**** RECORDS FOR THIS EXERCISE
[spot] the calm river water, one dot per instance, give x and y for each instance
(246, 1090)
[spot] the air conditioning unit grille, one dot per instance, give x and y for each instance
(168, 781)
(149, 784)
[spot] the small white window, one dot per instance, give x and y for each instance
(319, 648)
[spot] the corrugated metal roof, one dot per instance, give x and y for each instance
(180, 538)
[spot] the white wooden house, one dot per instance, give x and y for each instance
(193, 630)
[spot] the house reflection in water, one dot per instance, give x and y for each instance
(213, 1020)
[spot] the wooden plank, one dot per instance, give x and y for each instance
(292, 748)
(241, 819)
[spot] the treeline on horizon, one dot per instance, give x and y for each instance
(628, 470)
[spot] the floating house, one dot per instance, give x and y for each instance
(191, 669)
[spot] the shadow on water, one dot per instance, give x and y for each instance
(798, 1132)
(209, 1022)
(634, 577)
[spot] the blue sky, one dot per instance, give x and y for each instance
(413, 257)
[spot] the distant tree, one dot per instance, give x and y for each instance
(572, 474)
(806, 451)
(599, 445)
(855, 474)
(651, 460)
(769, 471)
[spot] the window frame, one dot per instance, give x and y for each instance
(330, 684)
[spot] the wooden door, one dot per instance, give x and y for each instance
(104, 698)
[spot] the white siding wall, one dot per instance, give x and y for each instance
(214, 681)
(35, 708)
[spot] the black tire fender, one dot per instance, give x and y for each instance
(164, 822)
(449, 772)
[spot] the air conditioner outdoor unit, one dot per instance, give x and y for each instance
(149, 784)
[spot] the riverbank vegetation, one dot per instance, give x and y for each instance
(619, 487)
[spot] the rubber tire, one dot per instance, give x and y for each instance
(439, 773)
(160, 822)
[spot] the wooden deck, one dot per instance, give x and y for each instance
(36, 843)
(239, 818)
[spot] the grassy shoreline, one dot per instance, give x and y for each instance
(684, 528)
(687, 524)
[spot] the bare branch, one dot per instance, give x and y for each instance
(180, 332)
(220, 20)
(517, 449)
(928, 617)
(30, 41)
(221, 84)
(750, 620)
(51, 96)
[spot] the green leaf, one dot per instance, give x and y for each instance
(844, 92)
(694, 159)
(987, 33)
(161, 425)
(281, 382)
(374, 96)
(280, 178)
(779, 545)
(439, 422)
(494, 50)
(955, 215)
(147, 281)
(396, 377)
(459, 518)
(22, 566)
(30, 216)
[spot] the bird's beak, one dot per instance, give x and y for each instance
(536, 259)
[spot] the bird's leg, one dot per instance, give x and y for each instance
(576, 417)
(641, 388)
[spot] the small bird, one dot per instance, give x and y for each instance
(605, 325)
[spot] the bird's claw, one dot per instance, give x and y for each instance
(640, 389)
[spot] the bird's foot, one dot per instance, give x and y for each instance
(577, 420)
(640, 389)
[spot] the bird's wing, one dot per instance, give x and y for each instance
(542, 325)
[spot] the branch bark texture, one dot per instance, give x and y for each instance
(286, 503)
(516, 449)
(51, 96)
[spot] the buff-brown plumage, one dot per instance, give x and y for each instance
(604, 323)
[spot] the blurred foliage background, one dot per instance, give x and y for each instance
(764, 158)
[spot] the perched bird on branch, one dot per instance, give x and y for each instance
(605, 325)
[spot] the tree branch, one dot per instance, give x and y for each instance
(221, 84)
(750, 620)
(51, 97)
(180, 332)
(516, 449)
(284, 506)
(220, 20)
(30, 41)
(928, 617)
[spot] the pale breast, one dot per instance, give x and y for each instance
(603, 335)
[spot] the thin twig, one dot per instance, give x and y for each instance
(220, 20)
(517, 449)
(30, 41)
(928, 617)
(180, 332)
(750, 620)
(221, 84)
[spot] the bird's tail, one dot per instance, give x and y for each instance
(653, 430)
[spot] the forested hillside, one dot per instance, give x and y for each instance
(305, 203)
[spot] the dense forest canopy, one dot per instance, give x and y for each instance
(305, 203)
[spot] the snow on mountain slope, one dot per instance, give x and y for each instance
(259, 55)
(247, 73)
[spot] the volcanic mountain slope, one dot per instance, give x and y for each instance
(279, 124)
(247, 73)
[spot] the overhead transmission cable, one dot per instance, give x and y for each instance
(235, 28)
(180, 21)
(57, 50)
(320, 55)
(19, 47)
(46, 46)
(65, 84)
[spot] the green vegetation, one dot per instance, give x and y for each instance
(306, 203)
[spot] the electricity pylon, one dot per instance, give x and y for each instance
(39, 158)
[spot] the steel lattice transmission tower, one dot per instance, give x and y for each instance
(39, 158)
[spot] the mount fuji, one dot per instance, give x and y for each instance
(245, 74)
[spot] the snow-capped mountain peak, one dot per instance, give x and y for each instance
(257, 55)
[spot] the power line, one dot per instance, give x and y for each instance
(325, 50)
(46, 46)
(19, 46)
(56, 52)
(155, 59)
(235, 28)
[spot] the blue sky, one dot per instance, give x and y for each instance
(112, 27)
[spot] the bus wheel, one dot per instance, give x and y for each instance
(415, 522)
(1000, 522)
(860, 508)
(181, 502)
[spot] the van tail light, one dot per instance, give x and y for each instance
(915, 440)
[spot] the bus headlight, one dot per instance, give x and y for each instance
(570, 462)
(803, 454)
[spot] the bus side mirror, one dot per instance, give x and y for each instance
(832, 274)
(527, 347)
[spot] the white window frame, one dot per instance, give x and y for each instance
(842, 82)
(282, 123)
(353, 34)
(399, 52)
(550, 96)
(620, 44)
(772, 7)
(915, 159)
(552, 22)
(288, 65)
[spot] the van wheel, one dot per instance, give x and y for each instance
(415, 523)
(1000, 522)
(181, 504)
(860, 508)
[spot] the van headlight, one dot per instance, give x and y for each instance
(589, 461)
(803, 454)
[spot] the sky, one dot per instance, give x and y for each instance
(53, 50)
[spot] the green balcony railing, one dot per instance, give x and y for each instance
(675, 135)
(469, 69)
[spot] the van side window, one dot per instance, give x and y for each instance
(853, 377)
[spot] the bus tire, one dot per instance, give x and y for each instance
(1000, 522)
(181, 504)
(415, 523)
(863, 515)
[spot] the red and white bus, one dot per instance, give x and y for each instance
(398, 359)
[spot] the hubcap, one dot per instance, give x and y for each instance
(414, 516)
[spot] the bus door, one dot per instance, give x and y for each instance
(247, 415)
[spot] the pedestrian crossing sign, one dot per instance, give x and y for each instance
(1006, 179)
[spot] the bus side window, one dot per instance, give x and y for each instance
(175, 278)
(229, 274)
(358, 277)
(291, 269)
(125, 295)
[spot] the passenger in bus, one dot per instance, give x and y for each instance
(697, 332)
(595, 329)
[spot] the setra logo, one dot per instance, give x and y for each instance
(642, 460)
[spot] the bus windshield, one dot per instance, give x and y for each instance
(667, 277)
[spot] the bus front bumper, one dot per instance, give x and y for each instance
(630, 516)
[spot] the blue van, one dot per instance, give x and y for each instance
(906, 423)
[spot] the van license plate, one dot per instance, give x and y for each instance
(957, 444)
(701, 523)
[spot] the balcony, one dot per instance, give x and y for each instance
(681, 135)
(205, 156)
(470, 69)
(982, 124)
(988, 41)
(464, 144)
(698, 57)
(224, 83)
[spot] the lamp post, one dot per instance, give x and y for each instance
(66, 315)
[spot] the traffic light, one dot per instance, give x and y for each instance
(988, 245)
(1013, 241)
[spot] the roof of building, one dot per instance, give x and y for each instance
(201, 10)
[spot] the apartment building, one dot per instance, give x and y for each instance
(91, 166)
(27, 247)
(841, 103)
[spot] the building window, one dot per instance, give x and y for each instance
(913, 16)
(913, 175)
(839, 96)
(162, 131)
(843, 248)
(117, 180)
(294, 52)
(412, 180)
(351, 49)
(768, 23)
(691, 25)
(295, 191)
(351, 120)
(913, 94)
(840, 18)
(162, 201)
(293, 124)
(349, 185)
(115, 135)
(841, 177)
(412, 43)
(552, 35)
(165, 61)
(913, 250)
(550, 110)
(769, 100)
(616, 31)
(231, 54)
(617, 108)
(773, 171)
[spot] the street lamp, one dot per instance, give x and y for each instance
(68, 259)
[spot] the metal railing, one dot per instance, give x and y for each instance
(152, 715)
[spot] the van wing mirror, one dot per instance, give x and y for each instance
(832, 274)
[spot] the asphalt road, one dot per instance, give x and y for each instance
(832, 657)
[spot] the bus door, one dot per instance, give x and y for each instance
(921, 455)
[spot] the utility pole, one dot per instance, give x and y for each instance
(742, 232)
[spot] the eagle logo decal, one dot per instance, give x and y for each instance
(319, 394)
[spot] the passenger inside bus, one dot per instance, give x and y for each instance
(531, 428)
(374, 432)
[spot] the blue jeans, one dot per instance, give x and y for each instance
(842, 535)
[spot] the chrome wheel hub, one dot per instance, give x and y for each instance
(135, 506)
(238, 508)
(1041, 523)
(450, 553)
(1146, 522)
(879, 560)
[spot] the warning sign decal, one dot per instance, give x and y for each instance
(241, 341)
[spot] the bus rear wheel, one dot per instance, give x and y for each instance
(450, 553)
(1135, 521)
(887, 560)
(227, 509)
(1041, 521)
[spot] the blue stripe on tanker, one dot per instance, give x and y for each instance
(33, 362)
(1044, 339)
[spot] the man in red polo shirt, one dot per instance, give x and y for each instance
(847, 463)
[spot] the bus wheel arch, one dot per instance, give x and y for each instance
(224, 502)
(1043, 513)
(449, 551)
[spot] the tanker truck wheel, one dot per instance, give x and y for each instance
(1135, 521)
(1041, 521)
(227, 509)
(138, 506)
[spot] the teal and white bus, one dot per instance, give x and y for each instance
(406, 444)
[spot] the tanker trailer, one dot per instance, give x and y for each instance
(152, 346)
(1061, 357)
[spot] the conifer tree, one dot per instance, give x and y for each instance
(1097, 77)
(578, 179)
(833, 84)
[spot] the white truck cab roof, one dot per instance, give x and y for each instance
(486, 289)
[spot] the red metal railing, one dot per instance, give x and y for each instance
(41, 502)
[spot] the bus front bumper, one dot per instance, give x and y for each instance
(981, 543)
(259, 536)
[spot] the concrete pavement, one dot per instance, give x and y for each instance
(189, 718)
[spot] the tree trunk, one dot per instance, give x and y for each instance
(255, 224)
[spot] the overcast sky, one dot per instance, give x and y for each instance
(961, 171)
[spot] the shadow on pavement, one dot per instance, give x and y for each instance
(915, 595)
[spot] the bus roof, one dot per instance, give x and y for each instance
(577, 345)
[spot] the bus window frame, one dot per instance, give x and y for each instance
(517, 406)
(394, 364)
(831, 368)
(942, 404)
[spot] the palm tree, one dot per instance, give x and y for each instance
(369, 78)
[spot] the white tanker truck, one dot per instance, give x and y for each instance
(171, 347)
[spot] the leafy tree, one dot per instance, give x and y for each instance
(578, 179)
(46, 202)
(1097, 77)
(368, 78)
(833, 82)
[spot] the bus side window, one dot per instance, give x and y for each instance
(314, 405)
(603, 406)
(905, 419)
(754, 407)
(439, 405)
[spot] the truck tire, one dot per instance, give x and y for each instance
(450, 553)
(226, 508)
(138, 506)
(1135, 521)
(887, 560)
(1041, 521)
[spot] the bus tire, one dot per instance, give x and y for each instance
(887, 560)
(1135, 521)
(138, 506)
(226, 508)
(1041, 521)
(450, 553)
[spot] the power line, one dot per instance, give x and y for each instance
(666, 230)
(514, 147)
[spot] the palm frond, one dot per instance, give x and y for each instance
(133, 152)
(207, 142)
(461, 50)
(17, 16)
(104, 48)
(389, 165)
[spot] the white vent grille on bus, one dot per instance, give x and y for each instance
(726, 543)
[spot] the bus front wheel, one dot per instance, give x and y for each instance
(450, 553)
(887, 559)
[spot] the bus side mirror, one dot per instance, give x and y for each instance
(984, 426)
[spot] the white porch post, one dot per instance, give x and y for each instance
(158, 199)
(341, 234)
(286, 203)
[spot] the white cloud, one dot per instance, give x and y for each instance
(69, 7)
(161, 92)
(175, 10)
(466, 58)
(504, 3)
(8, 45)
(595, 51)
********
» EXERCISE TASK: Write out exactly the lines of the entries above that run from the line containing "[spot] the bus window" through the last line, including both.

» EXPECTED ANSWER:
[spot] the bus window frame, one dot per instance, give x and y for each instance
(517, 406)
(394, 364)
(831, 368)
(942, 404)
[spot] the palm tree, one dot per instance, give x and y for each instance
(369, 78)
[spot] the white tanker truck, one dot per instance, give x and y for each instance
(171, 347)
[spot] the leafy tree, one dot per instance, give x and y for each instance
(578, 179)
(46, 202)
(1097, 77)
(368, 78)
(833, 82)
[spot] the bus side window, one dot per instance, give x and y for each instance
(314, 405)
(603, 406)
(905, 419)
(754, 407)
(439, 405)
[spot] the truck tire, one dot per instance, give x and y for each instance
(450, 553)
(226, 508)
(138, 506)
(1135, 521)
(887, 560)
(1041, 521)
[spot] the bus tire, one dot per instance, give x and y for each instance
(887, 560)
(1135, 521)
(138, 506)
(226, 508)
(1041, 521)
(450, 553)
[spot] the power line, one dot per instance, give x and y for each instance
(666, 230)
(514, 147)
[spot] the palm frond, one dot per instance, give x and y for each instance
(133, 152)
(207, 142)
(461, 50)
(17, 16)
(104, 48)
(389, 165)
[spot] the white vent grille on bus, one dot per instance, give x and y for each instance
(726, 543)
[spot] the bus front wheel, one dot per instance, give x and y for each instance
(450, 553)
(887, 559)
[spot] the bus side mirror, one dot per instance, give x and y for each instance
(984, 426)
[spot] the white porch post, one dot per instance, give x and y for each instance
(158, 199)
(341, 234)
(286, 203)
[spot] the white cloud, one dot per instance, give x and y for each instance
(69, 7)
(161, 92)
(175, 10)
(466, 58)
(504, 3)
(8, 45)
(595, 51)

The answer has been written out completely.